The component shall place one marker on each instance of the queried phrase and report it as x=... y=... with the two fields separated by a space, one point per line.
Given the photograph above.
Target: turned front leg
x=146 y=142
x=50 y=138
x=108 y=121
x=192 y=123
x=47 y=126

WHAT THE TASK ASKS » Format the records above as a JSON list of strings, one string per line, leaving out any blank lines.

ANSWER TO THIS PROBLEM »
[
  "The component shall place one marker on each instance of the queried phrase and report it as x=... y=... with the two fields separated by a space, one point per line.",
  "Given the photograph above.",
  "Target: turned front leg",
  "x=146 y=142",
  "x=50 y=138",
  "x=108 y=121",
  "x=192 y=123",
  "x=47 y=126"
]